[START Document passage]

Question: Were there security cameras in 1991?

Curly Sue and Belushi stage a fake car/pedestrian collision in a parking garage (that’s why Curly Sue had to hit him), but I think in ’91 a closed circuit camera would have cleared that up. Weren’t we all into hidden camera shows during this era? There was no internet; America’s Funniest Home Videos and Candid Camera were our internet.

Concern: Steve Carell is a vampire

Steve Carell, impervious to the forces of time and age, plays a fancy restaurateur. Someone please hunt down Carell’s Civil War daguerreotype?

Comment: 1991 was the fanciest year ever.

Look at these people in their money-colored music hall dressed like they’re definitely at a benefit concert for some sort of Country Day School.

Comment: Calling it: the icy blonde lady who got scammed is going to marry Belushi and be Curly Sue’s new mom.

I think this because Belushi told C.S. that’s who she should hope for as a mom, and because the icy blonde lady looks pensive while she thinks about C.S. at the money-colored music hall.

Concern: a crappy man steals Curly Sue’s ring at the homeless shelter and pawns it.

I just kind of feel like if it was worth money, Belushi (AKA Bill Dancer) should have sold that before making Sue beat a grown man to score a free dinner. Is all.

Comment: THE FIRST CELL PHONE JOKE IN CINEMA HISTORY, maybe.

Remember when cell phones themselves were a punch line, and the joke was that the person who owned it was a Mr. Burns-style mega-millionaire? A phone rings in a restaurant, everybody instantly grabs their giant Zach Morris phones and raises them to their ears. It goes without saying, the restaurant is fancy… 1991-fancy.

Comment: How you know you’re rich and important in movies: an assistant runs alongside you telling you calls and appointments that came in for you.
Question: You know what movie this isn’t?

Different movie entirely.

Answer: Life with Mikey.  (It turns out all of the scenes I thought I remembered from this movie were from Life With Mikey.)

Comment: I will never be rich enough to have a 1991-Rich bathroom.

I love the unnecessary floor lamp and the child-sized house plant.

Question: Did the trailer say this was a movie about going “from rags to riches – and back again!”?

Because that seemed like a really popular trailer tagline for a while there.

Comment: OF F’ING COURSE THE ICY BLOND WOMAN’S NAME IS GRAY.

“Mrs Gray?”, Curly Sue asks.

“No, just Gray” the Icy Blond Woman answers.

Of. Freaking. Course.

Concern: This creepy-ass child’s bedroom.

Curly Sue asks – in the style of a Newsie or a background orphan from Annie – why Gray doesn’t have children because she “has enough dough for lots of them.”

[END Document passage]

Task brief. Continue the Curly Sue movie recap from its last line.

[START Given information]

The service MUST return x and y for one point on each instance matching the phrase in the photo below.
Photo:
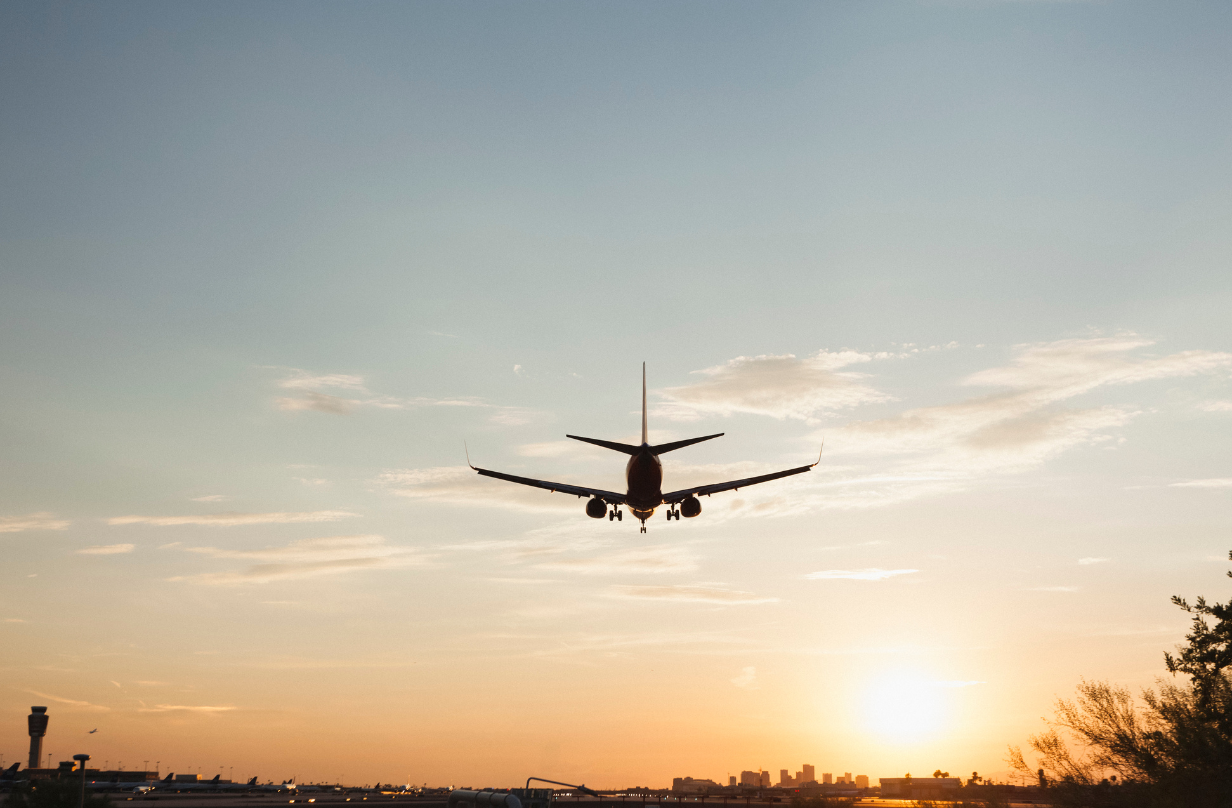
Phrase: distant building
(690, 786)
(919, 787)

[END Given information]
[START Given information]

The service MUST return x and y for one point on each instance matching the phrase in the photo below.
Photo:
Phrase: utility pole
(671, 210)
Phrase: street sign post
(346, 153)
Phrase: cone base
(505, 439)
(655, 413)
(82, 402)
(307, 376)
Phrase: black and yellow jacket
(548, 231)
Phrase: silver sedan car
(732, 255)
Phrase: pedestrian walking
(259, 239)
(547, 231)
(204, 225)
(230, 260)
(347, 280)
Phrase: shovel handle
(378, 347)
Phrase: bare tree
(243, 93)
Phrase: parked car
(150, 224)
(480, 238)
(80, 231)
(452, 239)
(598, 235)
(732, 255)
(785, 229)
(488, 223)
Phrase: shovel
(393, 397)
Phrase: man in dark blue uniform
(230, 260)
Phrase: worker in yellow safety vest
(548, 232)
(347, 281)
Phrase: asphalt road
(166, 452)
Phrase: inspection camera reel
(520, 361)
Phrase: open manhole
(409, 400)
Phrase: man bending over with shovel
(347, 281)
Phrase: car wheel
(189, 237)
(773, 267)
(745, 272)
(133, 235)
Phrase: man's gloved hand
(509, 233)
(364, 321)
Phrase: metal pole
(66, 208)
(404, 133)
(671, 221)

[END Given information]

Written answer.
More importantly, why doesn’t Gray have children when she has a fully decorated LITTLE GIRL’S BEDROOM off of her bedroom?

(Also, Gray doesn’t have children because like the sterile modern art in her chilly law practice, she is an empty vessel.)

Comment: You better sing, Curly Susan.

Comment: the makeup department is having a blast doing the egg on Belushi’s head; I can tell.

Really going for it.

Question: Why is Gray’s boyfriend trying to go to sleep in the Haunted Little Girl Bedroom in the middle of the night, anyway?
Comment: Gray’s kitchen really holds up because 1991 is so fancy that its kitchens are from the future.

Some Chip & Joanna shit right there.

Subway tile, glass-front cupboards, stainless steel, minimalist hardware. Is that a copper farmhouse sink?

Comment: This looks fun!

“I’m human cereal, suckers!”

Question: Do you know who I love?

Gray’s surly housekeeper, who dresses like a youth from Sister Act 2. “I don’t usually smoke cigars. My friend had a baby.”

Concern: Curly Sue can’t spell.

Curly Sue spelled asphyxiate as a stunt, but can’t spell the word cat, and thus can’t read/write. Alisan Porter plays this scene so well – no hammy child actor stuff, just really natural.

Comment: Belushi isn’t Sue’s dad, but he “got her from a one night stand.”

I don’t know about you all, but I’m going to need way more info.

Question: Is Gray the Miss Honey of this movie?

She makes a pitch to Curly Sue that somebody’s going to have to tell Sue about girl stuff or whatever, and Gray would make a great fake mom, I think.

Question: How long do you have to go to school to be a lawyer?

The surly housekeeper says lawyers go to school for 20 years, which I guess is true if you’re counting preschool? IDK I’m a juris doctor, not a math doctor.

Comment: I want to go shopping at a nice store in 1991.

See also.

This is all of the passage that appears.